[Document excerpt start]

EX-5.1 4 d147960dex51.htm EX-5.1 EX-5.1

Exhibit 5.1

 

LOGO

May 3, 2021

Artius Acquisition Inc.

3 Columbus Circle, Suite 2215

New York, NY 10019

Ladies and Gentlemen:

We have acted as counsel to Artius Acquisition Inc., a Cayman Islands exempted company (the “Company”), in connection with the preparation and filing with the U.S. Securities and Exchange Commission (the “Commission”) under the U.S. Securities Act of 1933, as amended (the “Securities Act”), of the Company’s registration statement on Form S-4 (File No. 333-254012) (such registration statement, as amended, the “Registration Statement”), relating to, among other things, (i) the merger of Zero Carbon Merger Sub Inc., a Delaware corporation and a wholly-owned subsidiary of the Company (“Merger Sub”), with and into Micromidas, Inc., a Delaware corporation doing business as Origin Materials (“Origin”), with Origin surviving the Merger as a wholly owned subsidiary of the Company (the “Merger” and, together with the other transactions contemplated by the Merger Agreement, the “Business Combination”), pursuant to the terms of the Agreement and Plan of Merger, dated as of February 16, 2021, by and among the Company, Origin, and Merger Sub (the “Merger Agreement”), and (ii) as a condition to the effectiveness of the Business Combination, the proposal of the Company to change its jurisdiction of incorporation by deregistering as an exempted company in the Cayman Islands and domesticating and continuing as a corporation incorporated under the laws of the State of Delaware (the “Domestication,” and the Company from and after the consummation of the Domestication, “Artius Delaware”), subject to approval thereof by the shareholders of the Company. In this opinion, we refer to the Company following the effectiveness of the Business Combination as the “Combined Company.”

 

Cleary Gottlieb Steen & Hamilton LLP or an affiliated entity has an office in each of the cities listed above.

[Document excerpt end]
[Excerpted data start]

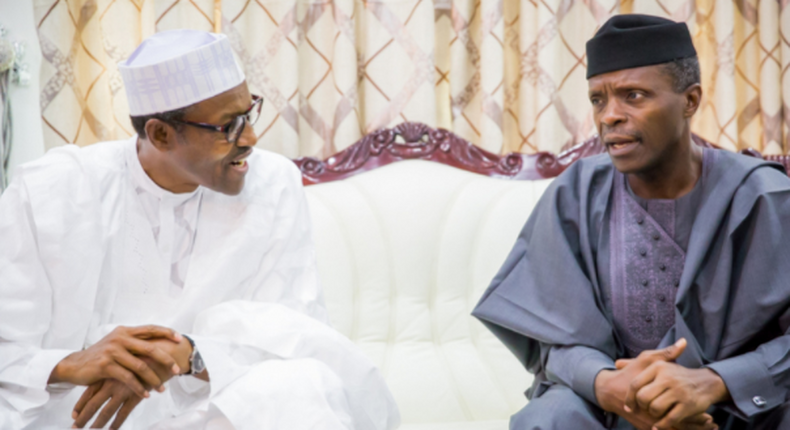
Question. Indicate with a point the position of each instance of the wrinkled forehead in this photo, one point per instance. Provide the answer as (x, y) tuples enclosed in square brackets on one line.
[(646, 77)]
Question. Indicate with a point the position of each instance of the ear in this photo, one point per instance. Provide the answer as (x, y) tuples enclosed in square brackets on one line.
[(693, 98), (161, 134)]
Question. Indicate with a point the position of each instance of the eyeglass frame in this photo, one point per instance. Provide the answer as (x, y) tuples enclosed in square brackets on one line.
[(257, 103)]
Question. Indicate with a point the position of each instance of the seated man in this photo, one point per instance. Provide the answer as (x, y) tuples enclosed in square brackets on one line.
[(648, 288), (109, 253)]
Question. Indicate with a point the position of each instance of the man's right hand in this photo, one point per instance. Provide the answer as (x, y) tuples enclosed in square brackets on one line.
[(115, 357), (611, 387)]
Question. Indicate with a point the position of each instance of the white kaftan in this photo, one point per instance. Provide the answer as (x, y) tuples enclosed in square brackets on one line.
[(87, 244)]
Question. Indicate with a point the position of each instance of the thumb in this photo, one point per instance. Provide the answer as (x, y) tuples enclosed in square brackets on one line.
[(622, 363), (672, 352)]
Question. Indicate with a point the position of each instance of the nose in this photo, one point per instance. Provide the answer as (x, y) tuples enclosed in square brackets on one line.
[(247, 137), (612, 114)]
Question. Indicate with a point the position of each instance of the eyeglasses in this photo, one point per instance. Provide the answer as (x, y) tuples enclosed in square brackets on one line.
[(235, 127)]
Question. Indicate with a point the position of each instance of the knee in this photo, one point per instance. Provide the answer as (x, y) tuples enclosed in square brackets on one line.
[(559, 408)]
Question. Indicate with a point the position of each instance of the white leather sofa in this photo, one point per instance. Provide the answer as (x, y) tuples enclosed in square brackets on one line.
[(406, 250), (404, 253)]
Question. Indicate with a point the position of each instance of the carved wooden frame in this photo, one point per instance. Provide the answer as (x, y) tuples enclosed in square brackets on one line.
[(413, 140)]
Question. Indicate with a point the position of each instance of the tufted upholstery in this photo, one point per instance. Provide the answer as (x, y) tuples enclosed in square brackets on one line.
[(404, 253)]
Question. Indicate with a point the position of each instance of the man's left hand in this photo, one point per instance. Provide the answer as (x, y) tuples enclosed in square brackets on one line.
[(671, 393), (120, 398)]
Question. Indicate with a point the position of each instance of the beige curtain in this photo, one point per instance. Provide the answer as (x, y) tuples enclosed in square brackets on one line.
[(507, 75)]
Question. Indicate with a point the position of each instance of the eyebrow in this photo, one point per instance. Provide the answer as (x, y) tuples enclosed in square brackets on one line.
[(230, 115)]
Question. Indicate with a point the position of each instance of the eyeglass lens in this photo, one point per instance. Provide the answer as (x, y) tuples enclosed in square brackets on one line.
[(251, 117)]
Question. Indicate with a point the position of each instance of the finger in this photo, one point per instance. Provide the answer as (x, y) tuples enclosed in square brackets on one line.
[(645, 377), (108, 411), (86, 395), (148, 349), (124, 412), (139, 368), (648, 393), (621, 363), (672, 352), (154, 332), (672, 418), (662, 404), (92, 406), (122, 375)]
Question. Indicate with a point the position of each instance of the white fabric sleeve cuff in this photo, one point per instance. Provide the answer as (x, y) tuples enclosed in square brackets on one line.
[(750, 383), (43, 363), (35, 390)]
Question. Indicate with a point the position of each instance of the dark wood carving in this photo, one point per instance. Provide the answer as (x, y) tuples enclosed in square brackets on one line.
[(412, 140)]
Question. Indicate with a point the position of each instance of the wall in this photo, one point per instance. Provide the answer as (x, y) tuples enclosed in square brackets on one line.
[(28, 141)]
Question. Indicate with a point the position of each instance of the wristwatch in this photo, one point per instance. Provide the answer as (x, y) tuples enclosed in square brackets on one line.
[(196, 364)]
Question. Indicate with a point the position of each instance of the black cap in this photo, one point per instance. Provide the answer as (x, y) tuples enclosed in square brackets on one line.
[(628, 41)]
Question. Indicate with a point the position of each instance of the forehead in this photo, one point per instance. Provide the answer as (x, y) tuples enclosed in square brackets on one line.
[(234, 101), (647, 77)]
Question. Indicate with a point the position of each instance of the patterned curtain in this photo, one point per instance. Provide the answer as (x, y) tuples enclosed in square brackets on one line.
[(507, 75)]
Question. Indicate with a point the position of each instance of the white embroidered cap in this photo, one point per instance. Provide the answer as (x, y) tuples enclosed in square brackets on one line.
[(178, 68)]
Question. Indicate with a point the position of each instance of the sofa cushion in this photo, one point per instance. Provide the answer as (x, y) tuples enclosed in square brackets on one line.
[(404, 253)]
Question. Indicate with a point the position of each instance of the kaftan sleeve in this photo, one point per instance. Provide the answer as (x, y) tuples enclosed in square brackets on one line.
[(576, 367), (25, 313), (759, 380)]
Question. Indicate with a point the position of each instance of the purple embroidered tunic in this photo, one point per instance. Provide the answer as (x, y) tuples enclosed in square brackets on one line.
[(647, 251)]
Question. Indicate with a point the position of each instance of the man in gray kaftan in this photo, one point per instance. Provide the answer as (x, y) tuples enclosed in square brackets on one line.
[(602, 273)]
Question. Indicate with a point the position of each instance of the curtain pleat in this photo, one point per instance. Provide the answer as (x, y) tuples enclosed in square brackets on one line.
[(507, 75)]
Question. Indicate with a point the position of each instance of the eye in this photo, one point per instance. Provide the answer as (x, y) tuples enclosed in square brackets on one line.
[(634, 96)]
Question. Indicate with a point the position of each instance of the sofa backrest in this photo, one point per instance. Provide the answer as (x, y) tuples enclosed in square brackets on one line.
[(404, 253)]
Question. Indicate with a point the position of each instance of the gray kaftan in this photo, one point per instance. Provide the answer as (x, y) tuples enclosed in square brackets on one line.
[(555, 307)]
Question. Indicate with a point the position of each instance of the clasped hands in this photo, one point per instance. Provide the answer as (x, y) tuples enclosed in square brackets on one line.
[(652, 392), (120, 370)]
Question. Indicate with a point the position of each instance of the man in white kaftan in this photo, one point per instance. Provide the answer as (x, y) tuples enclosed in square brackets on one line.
[(92, 243)]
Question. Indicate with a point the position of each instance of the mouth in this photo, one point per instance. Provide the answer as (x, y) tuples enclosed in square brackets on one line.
[(240, 162), (621, 145)]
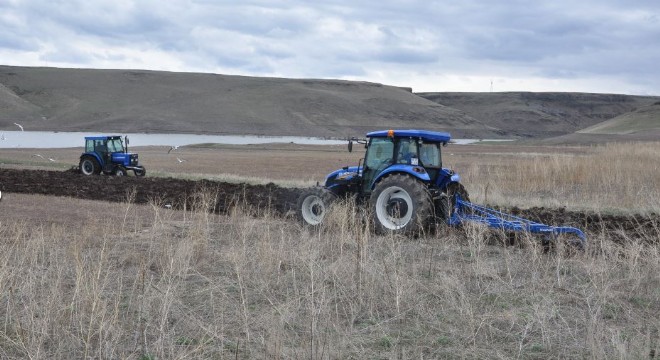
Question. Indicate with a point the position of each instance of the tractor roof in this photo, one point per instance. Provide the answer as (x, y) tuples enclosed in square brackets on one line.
[(430, 136), (103, 137)]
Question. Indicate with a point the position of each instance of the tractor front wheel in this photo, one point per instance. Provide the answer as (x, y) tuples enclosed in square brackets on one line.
[(313, 205), (401, 204), (89, 166)]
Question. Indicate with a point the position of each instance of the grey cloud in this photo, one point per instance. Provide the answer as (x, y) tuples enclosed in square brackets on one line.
[(336, 38)]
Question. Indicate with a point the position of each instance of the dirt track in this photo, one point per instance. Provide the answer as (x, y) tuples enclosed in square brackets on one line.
[(180, 193)]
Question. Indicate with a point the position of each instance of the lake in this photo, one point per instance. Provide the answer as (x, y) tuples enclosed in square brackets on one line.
[(49, 139)]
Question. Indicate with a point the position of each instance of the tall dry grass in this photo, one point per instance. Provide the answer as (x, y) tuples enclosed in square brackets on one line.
[(245, 286), (610, 177)]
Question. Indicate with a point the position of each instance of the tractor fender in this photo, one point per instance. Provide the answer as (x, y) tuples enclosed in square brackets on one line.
[(415, 171), (95, 156)]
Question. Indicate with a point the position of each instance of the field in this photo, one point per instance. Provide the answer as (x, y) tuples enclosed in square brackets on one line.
[(130, 278)]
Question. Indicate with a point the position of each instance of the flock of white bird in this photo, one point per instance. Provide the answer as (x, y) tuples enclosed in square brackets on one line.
[(2, 137)]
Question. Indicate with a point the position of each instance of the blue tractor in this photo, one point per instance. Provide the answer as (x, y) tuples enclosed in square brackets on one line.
[(405, 187), (107, 155)]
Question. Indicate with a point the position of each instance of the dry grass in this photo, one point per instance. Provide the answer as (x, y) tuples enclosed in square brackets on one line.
[(611, 177), (153, 283)]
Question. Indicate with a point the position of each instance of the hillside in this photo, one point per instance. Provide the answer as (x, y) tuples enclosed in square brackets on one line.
[(527, 114), (167, 102), (643, 120)]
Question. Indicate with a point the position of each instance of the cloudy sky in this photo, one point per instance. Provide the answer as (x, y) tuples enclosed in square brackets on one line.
[(604, 46)]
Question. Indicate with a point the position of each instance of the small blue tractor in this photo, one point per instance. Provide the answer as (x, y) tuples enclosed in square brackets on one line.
[(107, 155), (405, 188)]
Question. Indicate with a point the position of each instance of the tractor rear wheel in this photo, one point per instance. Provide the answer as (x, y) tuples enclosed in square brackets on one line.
[(89, 166), (401, 204), (313, 205)]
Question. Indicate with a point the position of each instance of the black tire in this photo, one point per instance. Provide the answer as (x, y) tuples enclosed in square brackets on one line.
[(89, 166), (313, 205), (401, 204), (140, 172)]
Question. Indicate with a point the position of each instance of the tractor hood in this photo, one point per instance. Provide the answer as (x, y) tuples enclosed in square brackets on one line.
[(343, 175)]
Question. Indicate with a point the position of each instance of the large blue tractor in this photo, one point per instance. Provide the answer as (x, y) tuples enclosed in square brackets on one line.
[(107, 155), (405, 187)]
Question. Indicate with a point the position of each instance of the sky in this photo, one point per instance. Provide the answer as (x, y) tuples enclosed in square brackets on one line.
[(599, 46)]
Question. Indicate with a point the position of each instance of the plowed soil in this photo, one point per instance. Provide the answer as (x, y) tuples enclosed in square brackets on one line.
[(178, 193), (222, 196)]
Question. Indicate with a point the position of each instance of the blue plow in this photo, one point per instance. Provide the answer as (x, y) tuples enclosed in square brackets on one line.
[(468, 212)]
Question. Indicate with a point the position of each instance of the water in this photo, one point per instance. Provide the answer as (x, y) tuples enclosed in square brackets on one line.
[(50, 140)]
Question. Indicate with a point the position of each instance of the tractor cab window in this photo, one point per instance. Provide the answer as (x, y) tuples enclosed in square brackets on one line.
[(115, 145), (407, 152), (429, 154), (99, 146), (380, 153)]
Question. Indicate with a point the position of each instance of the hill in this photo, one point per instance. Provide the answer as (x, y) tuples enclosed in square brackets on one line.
[(643, 120), (168, 102), (547, 114)]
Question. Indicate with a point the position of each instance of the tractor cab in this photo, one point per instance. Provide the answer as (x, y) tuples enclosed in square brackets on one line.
[(416, 153)]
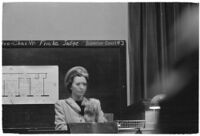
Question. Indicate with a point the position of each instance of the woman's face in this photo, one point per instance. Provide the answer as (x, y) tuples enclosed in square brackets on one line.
[(79, 86)]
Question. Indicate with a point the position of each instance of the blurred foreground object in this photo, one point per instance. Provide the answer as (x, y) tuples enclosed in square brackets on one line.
[(179, 110)]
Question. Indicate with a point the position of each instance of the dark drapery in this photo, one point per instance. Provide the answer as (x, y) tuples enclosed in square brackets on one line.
[(152, 45)]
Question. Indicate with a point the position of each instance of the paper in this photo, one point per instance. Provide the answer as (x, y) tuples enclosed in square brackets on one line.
[(30, 84)]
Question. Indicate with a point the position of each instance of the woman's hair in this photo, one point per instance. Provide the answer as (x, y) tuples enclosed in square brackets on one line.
[(73, 72)]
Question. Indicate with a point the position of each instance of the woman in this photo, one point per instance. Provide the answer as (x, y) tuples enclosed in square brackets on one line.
[(77, 108)]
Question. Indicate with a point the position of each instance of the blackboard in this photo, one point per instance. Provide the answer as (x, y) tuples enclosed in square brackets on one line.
[(106, 66)]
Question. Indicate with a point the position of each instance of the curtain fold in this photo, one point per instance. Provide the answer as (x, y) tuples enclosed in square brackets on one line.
[(152, 45)]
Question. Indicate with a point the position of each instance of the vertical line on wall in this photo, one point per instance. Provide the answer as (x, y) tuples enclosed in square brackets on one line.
[(145, 54)]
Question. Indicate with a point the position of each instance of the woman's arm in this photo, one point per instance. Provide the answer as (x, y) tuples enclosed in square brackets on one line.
[(60, 122), (100, 114)]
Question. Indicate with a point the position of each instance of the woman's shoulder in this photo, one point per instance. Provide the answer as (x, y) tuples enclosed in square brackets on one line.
[(61, 101)]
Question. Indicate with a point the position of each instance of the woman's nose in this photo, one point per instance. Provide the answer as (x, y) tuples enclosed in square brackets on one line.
[(82, 86)]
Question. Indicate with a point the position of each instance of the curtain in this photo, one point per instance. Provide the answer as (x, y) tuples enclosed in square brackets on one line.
[(152, 45)]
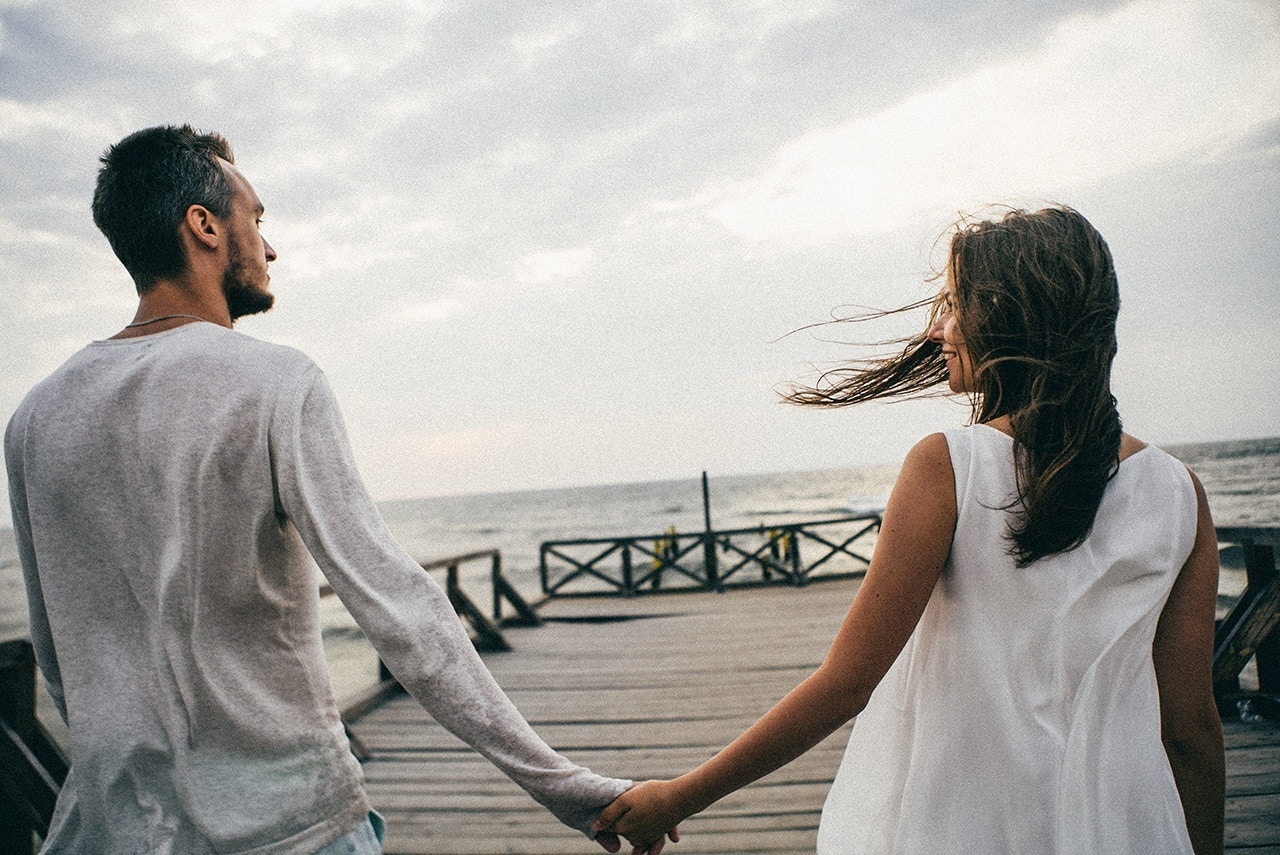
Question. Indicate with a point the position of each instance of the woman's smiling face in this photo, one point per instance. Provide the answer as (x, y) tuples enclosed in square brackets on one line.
[(946, 332)]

[Excerpted data end]

__Work required__
In the opinion letter, on what date was the Agreement and Plan of Merger dated?

__Task answer__
February 16, 2021